> The exercise:
Locate each line in the items below that contains the word "target", and copy those lines.

> Input:
++++++

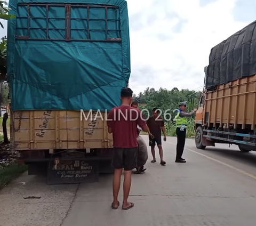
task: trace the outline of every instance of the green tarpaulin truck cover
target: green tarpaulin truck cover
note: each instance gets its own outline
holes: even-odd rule
[[[13,110],[109,110],[130,75],[123,0],[10,0]]]

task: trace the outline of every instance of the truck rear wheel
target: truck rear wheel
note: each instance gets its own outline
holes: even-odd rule
[[[199,126],[196,130],[195,141],[196,146],[198,149],[204,149],[206,147],[203,145],[203,128],[201,126]]]
[[[240,151],[242,151],[242,152],[249,152],[249,151],[251,151],[250,150],[247,150],[242,148],[240,144],[238,144],[238,148]]]

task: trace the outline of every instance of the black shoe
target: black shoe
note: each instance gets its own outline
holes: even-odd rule
[[[175,161],[175,163],[185,163],[186,160],[183,160],[183,159],[179,159],[179,160],[176,160]]]

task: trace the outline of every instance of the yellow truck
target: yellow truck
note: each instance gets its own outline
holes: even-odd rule
[[[256,151],[256,21],[212,49],[195,118],[195,144]]]
[[[11,147],[49,184],[113,172],[107,115],[130,75],[126,2],[9,2]]]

++++++

> Task solution:
target: green tarpaulin truck cover
target: truck rear wheel
target: black shoe
target: yellow truck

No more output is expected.